Passage for review:

Three blondes were walking through a field when they came across a set of tracks. The first blonde looked down at the tracks and said, "I think they could be bird tracks." The second blonde went to look and said, "No, I think these are deer tracks." They stepped aside and the third blonde went over to the tracks. She looked down, then got run over by the train!
A blonde is driving a helicopter and it crashes. When the police come and ask the blond what happened she says, "I got cold so I turned off the big fan!"
Two blondes finds a mirror on the sidewalk. The first blonde picks it up, looks into it, and says, "Hey, I know this person! I've seen her somewhere before." The second blonde takes the mirror, looks into it, and says, "Duh! Of course you have that's me!"
One day a blonde and a redhead were playing together over the redhead's house while the redhead's father was out. The father had a pet parrot, which he did n ot let anyone else touch. But, when he left, the girls took him out. The girls were playing with it, when the blonde grabbed the parrot and accidentally ripped out one of its wings. “Now you've done it!” the red head yelled at the blonde. “Go buy him another one just like that, here's some money.” The redhead went into her piggy bank and gave the blonde $50. “Okay,” said the blonde, “but it's going to hard to find a parrot with only one wing.”
A blonde's redhead decides to show her a neat way to trick people. You put your hand on a wall and ask someone to punch it. But before they do, you pull your hand away! "That is a neat trick," thinks the blonde, and tries desperately to remember it, but isn't all too successful. Despite this, she decides to try it out on her blonde friend. "Okay," she says, "I'm going to put my hand in front of my face..."

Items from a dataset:

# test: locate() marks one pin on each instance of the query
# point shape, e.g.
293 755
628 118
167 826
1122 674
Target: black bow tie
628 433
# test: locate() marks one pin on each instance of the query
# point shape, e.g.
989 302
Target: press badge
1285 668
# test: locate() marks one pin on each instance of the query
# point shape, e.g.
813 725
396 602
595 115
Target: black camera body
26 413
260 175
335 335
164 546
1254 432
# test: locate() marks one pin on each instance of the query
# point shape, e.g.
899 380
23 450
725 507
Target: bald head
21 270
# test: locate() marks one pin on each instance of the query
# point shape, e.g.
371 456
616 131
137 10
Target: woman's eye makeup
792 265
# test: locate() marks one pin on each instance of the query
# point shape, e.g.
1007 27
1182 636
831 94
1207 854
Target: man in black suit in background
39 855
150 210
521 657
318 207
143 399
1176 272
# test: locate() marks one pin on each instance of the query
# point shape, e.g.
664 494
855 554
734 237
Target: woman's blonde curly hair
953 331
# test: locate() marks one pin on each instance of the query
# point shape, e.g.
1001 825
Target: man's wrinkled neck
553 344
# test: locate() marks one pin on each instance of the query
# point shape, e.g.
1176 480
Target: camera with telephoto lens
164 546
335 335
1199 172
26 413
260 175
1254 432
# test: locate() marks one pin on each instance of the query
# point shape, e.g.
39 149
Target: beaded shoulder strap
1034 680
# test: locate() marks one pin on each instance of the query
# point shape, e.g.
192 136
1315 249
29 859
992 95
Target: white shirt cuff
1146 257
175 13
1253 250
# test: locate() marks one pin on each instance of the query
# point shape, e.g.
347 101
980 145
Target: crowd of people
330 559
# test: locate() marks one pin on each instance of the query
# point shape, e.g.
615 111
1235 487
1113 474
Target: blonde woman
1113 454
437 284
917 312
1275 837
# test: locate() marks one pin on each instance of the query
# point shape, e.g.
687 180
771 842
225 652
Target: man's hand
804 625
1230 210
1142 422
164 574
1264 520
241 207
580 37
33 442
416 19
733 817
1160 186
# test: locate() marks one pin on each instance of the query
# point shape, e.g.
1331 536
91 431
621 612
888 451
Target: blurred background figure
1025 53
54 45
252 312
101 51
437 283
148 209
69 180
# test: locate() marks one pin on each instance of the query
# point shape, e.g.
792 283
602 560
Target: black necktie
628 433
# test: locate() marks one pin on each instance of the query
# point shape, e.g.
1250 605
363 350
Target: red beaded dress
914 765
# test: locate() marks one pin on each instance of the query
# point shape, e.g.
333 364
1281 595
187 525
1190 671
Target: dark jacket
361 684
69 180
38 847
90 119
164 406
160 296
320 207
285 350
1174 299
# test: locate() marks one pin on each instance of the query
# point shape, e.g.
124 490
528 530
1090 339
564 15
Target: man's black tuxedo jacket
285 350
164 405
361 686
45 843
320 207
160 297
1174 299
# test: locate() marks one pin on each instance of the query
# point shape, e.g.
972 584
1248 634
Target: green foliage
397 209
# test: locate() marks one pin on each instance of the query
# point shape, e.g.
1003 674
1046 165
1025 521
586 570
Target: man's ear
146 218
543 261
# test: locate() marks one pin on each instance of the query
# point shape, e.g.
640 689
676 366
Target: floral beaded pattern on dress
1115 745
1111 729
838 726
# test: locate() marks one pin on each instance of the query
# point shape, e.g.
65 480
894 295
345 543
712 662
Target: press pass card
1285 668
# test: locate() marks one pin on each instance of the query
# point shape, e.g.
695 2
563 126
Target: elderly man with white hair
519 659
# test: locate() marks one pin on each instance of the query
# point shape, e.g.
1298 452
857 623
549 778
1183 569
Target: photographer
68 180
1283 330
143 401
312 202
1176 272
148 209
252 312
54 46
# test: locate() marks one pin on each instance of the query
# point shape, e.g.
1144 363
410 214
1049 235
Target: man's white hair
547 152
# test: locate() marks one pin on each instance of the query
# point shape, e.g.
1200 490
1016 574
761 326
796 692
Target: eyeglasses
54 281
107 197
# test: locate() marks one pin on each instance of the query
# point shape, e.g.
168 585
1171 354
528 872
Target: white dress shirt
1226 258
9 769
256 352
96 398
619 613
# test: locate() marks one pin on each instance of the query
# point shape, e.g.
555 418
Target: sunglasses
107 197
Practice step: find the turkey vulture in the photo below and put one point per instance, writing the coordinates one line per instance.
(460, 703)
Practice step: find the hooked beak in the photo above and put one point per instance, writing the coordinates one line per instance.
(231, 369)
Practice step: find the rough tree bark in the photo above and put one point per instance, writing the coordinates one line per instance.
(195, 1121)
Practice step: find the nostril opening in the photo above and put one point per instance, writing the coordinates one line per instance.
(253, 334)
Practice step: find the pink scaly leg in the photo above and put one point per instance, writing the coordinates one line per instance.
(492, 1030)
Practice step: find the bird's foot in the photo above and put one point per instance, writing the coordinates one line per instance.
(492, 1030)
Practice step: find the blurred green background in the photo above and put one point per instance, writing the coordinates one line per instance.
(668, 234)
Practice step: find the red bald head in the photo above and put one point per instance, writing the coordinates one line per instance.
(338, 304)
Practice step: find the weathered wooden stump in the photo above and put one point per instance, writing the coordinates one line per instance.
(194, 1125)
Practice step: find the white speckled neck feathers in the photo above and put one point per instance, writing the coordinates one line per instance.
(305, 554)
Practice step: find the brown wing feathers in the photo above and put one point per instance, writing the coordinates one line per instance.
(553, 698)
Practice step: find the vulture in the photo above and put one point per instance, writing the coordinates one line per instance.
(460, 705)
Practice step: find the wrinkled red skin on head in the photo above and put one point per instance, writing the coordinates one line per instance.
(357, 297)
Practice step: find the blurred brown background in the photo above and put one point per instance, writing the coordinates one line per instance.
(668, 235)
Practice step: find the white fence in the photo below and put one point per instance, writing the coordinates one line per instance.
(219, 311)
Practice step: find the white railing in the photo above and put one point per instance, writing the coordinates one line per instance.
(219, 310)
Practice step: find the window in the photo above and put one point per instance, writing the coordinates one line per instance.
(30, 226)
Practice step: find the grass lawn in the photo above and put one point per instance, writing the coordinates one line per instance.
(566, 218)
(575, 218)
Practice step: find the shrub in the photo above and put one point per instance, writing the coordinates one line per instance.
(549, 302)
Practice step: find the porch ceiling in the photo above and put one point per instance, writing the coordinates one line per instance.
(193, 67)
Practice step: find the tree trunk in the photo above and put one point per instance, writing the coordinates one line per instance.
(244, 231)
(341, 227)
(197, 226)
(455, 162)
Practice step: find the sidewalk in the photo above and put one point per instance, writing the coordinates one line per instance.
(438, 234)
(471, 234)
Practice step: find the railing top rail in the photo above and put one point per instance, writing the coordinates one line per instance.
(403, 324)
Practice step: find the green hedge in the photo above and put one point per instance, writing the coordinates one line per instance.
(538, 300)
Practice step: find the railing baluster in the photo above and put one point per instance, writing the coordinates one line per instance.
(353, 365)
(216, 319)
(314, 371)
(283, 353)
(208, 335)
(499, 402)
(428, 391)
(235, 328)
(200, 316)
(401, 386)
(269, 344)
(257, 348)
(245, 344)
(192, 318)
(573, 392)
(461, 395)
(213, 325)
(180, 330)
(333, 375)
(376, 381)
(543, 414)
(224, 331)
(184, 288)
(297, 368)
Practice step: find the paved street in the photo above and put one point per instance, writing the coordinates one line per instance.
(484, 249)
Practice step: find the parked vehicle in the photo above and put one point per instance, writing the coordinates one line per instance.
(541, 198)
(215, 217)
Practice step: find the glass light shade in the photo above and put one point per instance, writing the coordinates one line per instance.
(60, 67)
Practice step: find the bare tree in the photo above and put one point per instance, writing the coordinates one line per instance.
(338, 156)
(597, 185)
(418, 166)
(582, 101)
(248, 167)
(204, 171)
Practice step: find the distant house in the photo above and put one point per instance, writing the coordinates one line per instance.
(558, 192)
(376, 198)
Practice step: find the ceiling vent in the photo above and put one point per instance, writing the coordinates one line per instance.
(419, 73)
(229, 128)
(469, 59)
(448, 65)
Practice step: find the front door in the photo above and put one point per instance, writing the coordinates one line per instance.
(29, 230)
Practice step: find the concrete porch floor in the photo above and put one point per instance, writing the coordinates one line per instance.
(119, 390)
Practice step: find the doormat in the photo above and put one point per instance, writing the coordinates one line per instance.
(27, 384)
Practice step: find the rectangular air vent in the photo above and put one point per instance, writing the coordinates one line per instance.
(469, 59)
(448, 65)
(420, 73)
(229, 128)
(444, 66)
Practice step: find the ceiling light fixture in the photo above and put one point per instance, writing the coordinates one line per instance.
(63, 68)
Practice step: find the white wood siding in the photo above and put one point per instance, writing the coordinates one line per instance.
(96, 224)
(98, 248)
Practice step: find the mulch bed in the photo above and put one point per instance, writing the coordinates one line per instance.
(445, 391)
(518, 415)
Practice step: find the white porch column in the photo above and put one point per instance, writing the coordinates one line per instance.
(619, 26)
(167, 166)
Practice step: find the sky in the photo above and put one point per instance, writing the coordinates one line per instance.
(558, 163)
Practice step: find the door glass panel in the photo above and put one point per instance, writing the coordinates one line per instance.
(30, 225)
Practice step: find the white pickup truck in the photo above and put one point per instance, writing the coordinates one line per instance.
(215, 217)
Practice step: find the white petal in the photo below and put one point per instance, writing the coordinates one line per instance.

Required action:
Summarize the collection of blonde jokes in two sentences.

Response:
In these jokes, blondes misread simple situations, like mistaking train tracks for bird or deer tracks and shutting off a helicopter's big fan because of the cold. Two blondes also puzzle over a mirror found on the sidewalk, and a blonde who rips a wing off a parrot says it will be hard to find a replacement with only one wing.